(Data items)
**********

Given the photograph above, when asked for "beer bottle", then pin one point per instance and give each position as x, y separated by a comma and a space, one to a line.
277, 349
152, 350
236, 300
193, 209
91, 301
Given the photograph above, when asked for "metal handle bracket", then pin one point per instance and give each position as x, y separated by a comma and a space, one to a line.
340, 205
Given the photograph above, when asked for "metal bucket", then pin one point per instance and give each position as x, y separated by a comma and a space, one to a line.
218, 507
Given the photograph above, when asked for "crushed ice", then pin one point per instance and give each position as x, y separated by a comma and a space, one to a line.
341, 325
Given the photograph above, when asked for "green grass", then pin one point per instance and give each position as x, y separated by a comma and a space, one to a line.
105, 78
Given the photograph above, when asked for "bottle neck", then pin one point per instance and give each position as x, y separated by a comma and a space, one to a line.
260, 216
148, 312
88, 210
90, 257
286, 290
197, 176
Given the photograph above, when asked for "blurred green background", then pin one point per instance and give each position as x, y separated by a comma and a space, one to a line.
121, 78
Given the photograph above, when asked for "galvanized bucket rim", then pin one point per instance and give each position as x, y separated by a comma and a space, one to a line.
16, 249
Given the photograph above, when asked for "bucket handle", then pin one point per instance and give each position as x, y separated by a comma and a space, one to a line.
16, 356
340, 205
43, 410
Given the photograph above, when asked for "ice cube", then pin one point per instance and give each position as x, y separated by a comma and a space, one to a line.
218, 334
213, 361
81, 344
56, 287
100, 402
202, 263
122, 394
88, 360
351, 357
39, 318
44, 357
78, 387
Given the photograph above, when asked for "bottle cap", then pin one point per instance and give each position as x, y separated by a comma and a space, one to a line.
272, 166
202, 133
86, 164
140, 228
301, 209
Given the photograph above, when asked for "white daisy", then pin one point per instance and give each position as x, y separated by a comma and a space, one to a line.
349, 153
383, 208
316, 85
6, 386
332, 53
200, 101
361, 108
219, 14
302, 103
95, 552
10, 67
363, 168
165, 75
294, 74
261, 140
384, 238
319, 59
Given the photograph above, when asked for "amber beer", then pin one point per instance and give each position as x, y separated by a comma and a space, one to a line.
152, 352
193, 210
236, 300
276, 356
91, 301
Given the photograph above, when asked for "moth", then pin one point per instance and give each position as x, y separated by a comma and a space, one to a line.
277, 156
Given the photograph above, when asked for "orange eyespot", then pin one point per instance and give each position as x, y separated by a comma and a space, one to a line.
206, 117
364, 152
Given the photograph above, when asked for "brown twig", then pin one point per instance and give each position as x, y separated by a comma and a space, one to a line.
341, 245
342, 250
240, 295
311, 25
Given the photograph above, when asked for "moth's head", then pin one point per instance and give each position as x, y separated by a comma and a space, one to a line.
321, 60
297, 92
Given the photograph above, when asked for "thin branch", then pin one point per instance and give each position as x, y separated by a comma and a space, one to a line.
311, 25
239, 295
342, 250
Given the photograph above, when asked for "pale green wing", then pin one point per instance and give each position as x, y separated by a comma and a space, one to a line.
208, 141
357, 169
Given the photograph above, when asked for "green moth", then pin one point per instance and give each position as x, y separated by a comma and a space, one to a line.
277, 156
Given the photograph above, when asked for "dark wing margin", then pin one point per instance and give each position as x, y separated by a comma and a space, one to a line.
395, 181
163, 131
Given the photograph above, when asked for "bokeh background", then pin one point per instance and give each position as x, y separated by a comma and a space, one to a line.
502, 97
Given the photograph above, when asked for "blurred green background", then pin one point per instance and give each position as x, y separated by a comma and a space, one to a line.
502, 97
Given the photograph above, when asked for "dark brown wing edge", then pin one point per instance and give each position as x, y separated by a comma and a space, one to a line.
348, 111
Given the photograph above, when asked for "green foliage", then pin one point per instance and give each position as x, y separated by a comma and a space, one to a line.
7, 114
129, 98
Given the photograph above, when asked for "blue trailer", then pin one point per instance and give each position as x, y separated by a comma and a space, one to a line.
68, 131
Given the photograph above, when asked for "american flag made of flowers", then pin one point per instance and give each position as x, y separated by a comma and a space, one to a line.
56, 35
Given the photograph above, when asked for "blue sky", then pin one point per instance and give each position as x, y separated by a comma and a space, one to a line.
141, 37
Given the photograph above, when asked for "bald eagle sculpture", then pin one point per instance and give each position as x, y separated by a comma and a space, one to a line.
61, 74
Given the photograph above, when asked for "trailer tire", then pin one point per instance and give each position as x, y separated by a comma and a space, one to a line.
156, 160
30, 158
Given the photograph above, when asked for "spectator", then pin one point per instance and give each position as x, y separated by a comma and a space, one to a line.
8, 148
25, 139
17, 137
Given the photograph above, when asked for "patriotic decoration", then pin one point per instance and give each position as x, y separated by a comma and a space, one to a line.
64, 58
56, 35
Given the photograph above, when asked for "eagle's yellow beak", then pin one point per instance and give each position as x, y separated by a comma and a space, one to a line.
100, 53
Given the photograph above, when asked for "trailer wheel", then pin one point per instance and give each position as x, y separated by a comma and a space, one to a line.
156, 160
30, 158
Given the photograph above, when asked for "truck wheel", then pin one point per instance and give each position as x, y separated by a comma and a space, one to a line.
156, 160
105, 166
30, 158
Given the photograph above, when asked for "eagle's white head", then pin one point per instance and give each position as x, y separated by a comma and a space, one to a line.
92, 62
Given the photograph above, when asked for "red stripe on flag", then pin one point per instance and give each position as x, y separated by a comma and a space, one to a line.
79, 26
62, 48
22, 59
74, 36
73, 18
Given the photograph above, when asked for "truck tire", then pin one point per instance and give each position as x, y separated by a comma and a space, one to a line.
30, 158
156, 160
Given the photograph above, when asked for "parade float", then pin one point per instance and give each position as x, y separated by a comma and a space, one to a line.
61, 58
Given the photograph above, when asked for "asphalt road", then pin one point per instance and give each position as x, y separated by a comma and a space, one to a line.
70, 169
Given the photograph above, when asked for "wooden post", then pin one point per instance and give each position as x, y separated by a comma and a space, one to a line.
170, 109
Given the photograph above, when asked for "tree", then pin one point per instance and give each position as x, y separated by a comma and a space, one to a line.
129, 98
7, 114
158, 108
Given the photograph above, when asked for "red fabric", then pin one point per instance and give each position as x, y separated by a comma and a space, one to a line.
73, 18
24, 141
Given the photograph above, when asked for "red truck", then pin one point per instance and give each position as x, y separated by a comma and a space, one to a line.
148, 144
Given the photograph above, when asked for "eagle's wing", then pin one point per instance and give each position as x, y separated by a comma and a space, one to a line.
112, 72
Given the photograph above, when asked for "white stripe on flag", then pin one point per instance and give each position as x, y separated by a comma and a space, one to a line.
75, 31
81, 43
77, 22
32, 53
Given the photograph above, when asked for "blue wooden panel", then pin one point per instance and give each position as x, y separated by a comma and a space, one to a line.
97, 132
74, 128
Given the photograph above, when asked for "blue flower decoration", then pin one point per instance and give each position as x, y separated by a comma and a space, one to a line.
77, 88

**********

● **Required action**: Once you have read the entries above, copy them out exactly as they were given.

● **Task result**:
Given the photograph above, when asked for "beer bottle", then pin one point per instance and give each position as x, y separated by a comma and a space, one to a line.
277, 349
152, 350
236, 300
193, 209
91, 301
Given the photograph above, when asked for "metal handle bracket", then pin one point per instance and give each position as x, y separated by a comma and a space, one to a line.
340, 205
Given the photograph above, when asked for "metal bucket", then pin one point per instance and give each position as x, y separated by a comma and a space, one to a line.
218, 507
Given the photograph above, when asked for "crushed ice", then pin one point per instance and give each position as x, y separated by a comma and a space, one to a line.
341, 325
Given the photograph above, when asked for "green grass", then pin one point per instance and give each position as x, y separated by a comma and a space, one to a line.
105, 78
Given the photograph above, when asked for "bottle neck", then pin one point per instance and give each position as x, y separated by a comma and a space, one to a line.
260, 216
148, 312
88, 210
90, 257
286, 290
197, 176
Given the photograph above, when asked for "blurred green background", then pin one point per instance and give each position as x, y separated by a comma and a space, one to a line.
121, 78
Given the photograph above, when asked for "galvanized bucket rim", then pin one point per instance and give each position as x, y separated by a comma and a space, one to a line.
16, 249
Given the photograph above, when asked for "bucket handle", then pin one point per instance and give each position as x, y separated by a comma and a space, one to a line.
16, 356
340, 205
43, 410
Given the photograph above, when asked for "ice cube", then pin one point per instance and give each position as x, y separated by a comma and a space, one to a line.
218, 334
213, 361
81, 344
56, 287
100, 402
202, 263
122, 394
88, 360
351, 357
39, 318
44, 357
78, 387
Given the photograph above, when asked for "bottle cap", then pin one point per instance and give each position as x, y separated by a comma and a space, one to a line.
272, 166
202, 133
86, 164
140, 228
301, 209
Given the photograph above, when asked for "white daisy", then pin one point per instance and give each position as x, y separated by a comma and a space, one to a line.
349, 153
383, 208
316, 85
6, 386
332, 53
200, 101
361, 108
219, 14
302, 103
95, 552
10, 67
363, 168
165, 75
294, 74
261, 140
384, 238
319, 59
Given the photograph above, when asked for "amber beer", then pin one point per instance and give each position as x, y separated by a comma and a space, one to a line.
152, 352
193, 210
236, 300
276, 356
91, 301
Given the photograph above, when asked for "moth", then pin one point per instance and give each position as x, y separated by a comma and a space, one to a line.
277, 156
Given the photograph above, when asked for "orange eyespot", then pin one point per instance and give each position as x, y separated by a comma and a space, one to a line.
206, 117
364, 152
Given the photograph above, when asked for "brown twig", then pin one point per instance and give each position as x, y separated by a comma and a space, one to a line.
341, 245
342, 250
240, 295
311, 25
Given the photograph above, when asked for "moth's head", then pin one point per instance and give each position as x, y separated by a comma and a space, one to a line.
321, 60
297, 92
Given the photograph above, when asked for "thin branch", then pin one point per instance and give each position as x, y separated by a comma and a space, one to a line.
311, 25
239, 295
342, 250
Given the photograph above, when asked for "pale green wing", then pin one point per instance and give each position as x, y separated by a comma and a space, one to a line.
208, 141
357, 169
Given the photograph above, when asked for "green moth", then pin one point per instance and give each position as x, y separated by a comma and a space, one to a line.
277, 156
Given the photograph above, when asked for "dark wing margin", then pin one point per instance and give each position as x, y separated by a comma and a space, one to a line.
395, 181
163, 131
Given the photograph above, when asked for "bokeh background", then pin one point per instance and give each position as x, y separated by a comma and a space, one to a line.
502, 97
Given the photograph above, when asked for "blurred green background", then pin one point per instance and give each position as x, y separated by a comma and a space, one to a line.
502, 97
Given the photograph above, when asked for "dark brown wing edge", then pin one point per instance and give each position as x, y separated by a comma and a space, one to a line.
348, 111
Given the photograph above, when asked for "green foliage", then pin one point per instance and give each position as x, y separated by a comma and a space, one to a line.
7, 114
129, 98
Given the photograph above, when asked for "blue trailer", then pin one point per instance and give each position as x, y separated by a comma and a space, one to a line.
68, 131
Given the photograph above, when asked for "american flag made of flowers", then pin one point per instance and give each position as x, y separated by a comma and a space, one to a line.
56, 35
Given the photograph above, when asked for "blue sky", then pin one point per instance and give each position as x, y separated by a comma and a space, one to a line.
141, 37
Given the photograph above, when asked for "bald eagle sculpture", then pin one point per instance and give each position as x, y separated by a comma and a space, one to a line.
61, 74
Given the photograph above, when asked for "trailer tire", then pin one point per instance and give each position as x, y separated by a comma and a space, one to a line.
156, 160
30, 158
Given the photograph above, when asked for "spectator", then pin one point per instance and give each position as x, y separated by a comma and a space, one to a line.
8, 148
25, 139
17, 137
Given the photograph above, when asked for "patriotic decoration", then pin one point per instance and give each position as x, y separated by a comma and a space, one to a line.
64, 58
56, 35
Given the photograph above, when asked for "eagle's yellow beak", then pin one point per instance and give each position as x, y separated by a comma and a space, one to a line.
100, 53
Given the photograph above, when asked for "trailer wheel", then pin one point per instance and give each position as x, y separated by a comma and a space, one to a line.
156, 160
30, 158
Given the photograph above, when asked for "truck wheel", then pin one point per instance and give each position as x, y separated by a comma and a space, one to a line.
156, 160
105, 166
30, 158
Given the photograph above, when asked for "eagle's white head", then pin one point per instance and give each position as x, y separated by a comma and a space, one to a line.
92, 62
Given the photograph above, when asked for "red stripe on flag", then pin one point per instance and give each position as x, y separated by a comma and a space, one to a line.
79, 26
62, 48
22, 59
74, 36
73, 18
Given the photograph above, when asked for "truck tire", then pin one point per instance and give each position as x, y separated by a comma and a space, one to a line.
30, 158
156, 160
Given the photograph above, when asked for "parade float", then pin one point per instance and give each position as x, y separated by a comma and a space, one to a line.
61, 58
Given the photograph above, when asked for "asphalt road", then pin one point per instance and give each position as x, y separated by a comma and a space, one to a line.
70, 169
Given the photograph above, when asked for "wooden post", then pin one point per instance and give each position as x, y separated by a comma and a space, one to a line.
170, 109
Given the photograph above, when asked for "tree", then pin one point per instance and give each position as x, y separated by a comma and a space, one to a line.
129, 98
7, 114
158, 108
Given the photograph above, when asked for "red fabric", then pin one point per instance and give each position as x, y separated by a comma and a space, one to a line.
73, 18
24, 141
Given the photograph above, when asked for "red truck", then pin one point per instance and give each position as x, y separated by a comma and a space, one to a line.
148, 144
Given the photograph above, when asked for "eagle's wing", then pin one point per instance and give each position as x, y separated by a comma and a space, one to a line.
112, 72
Given the photograph above, when asked for "white stripe on flag", then pin one point per instance and give each position as x, y separated by a comma and a space, one to a line.
75, 31
81, 43
77, 22
32, 53
Given the photograph above, when asked for "blue wooden panel", then pin one point per instance and give each position as x, y separated by a comma and a space, one to a line.
97, 132
74, 128
Given the photograph above, when asked for "blue flower decoration", then pin one point per instance and give each position as x, y separated by a comma and a space, one to a line.
77, 88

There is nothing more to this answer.